* Textauszug

Zwei Gruppen von Störungen der sexuellen Differenzierung

Grundsätzlich werden zwei Gruppen unterschieden: 46,XX DSD (genetisch weiblich) und 46,XY DSD (genetisch männlich). Am häufigsten tritt das adrenogenitale Syndrom (AGS) auf, das bei chromosomal weiblichem Geschlecht durch einen erhöhten Androgenspiegel zur mehr oder weniger starken Vermännlichung des äußeren Genitales führt. „In leichteren Fällen ist nur die Klitoris etwas vergrößert, in schweren Fällen sieht sie jedoch aus wie ein ausgebildeter Penis und der vordere Anteil der Scheide ist nicht angelegt“, schildert Krege.

Bei 46,XY DSD können verschiedene Ursachen dagegen eine unzureichende Androgenwirkung erzeugen, die die regelhafte Entwicklung eines genetisch vorgesehenen Penis verhindert. Die Ursachen und Ausprägungen von DSD seien vielfältig, berichtet die Expertin.

* Deine Aufgaben
1) Nenne alle Körperteile, die im Text über Störungen der sexuellen Differenzierung vorkommen.
2) Erweitere den Text über Störungen der sexuellen Differenzierung um einen Absatz, der an seinen letzten Satz anschließt.
Die Auflistung hat mit dem Text über Störungen der sexuellen Differenzierung nichts zu tun.

* Inhalt des Datensatzes

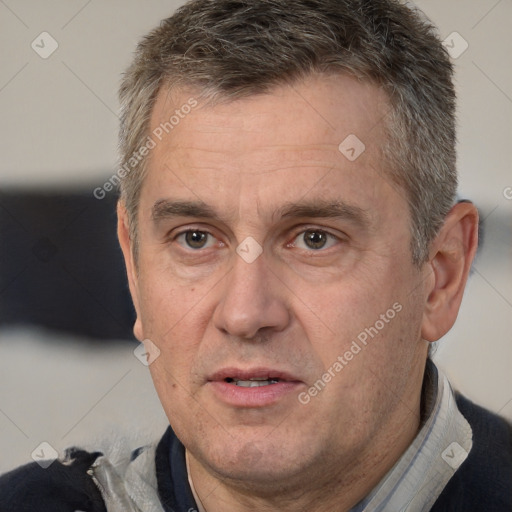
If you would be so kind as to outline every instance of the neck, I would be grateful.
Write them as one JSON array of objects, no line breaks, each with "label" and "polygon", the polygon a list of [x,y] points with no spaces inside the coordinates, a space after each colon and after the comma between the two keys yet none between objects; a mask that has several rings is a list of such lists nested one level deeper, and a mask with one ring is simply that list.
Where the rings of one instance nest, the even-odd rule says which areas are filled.
[{"label": "neck", "polygon": [[407,423],[402,418],[389,425],[395,435],[379,435],[357,461],[352,455],[345,460],[338,457],[336,464],[309,469],[306,478],[283,482],[279,488],[251,488],[219,478],[190,456],[189,475],[199,512],[348,511],[377,486],[413,441],[419,427],[419,403],[413,410]]},{"label": "neck", "polygon": [[419,377],[363,450],[325,454],[317,467],[304,468],[294,480],[255,486],[226,479],[187,452],[189,479],[200,504],[199,512],[349,511],[379,484],[416,437],[423,372]]}]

* Ergebnisse in Reihenfolge
1) äußeres Genitale, Klitoris, Penis, Scheide

2)
Verwaltungsdruck erzwang Geschlechtszuordnung binnen zwei Wochen

Bis vor wenigen Jahren war es gängige Praxis, in Fällen von Intersexualität möglichst früh eine meist operative oder auch eine medikamentöse Angleichung zur einen oder anderen Seite vorzunehmen. Dabei entschieden behandelnde Ärzte und Eltern meist auf Grundlage diagnostizierter Ursachen für das nicht eindeutige Genital des Kindes. Dies geschah unter Zeitdruck, weil binnen zwei Wochen nach der Geburt ein Geschlecht des Kindes im Stammbuch eingetragen werden musste, erläutert Krege.

„In der Medizin findet gegenwärtig ein Umdenken statt: Das Kind als betroffene Person steht im Mittelpunkt." Entscheidungen sollen nicht länger über seinen Kopf hinweg getroffen werden. "Ganz wichtig ist es, zunächst die Eltern zu beruhigen, sie zu beraten und den Kontakt zu anderen Betroffenen in der Selbsthilfe oder in Peer Groups herzustellen“, sagt die Chefärztin der Urologie und Kinderurologie am Alexianer-Krankenhaus Maria Hilf in Krefeld.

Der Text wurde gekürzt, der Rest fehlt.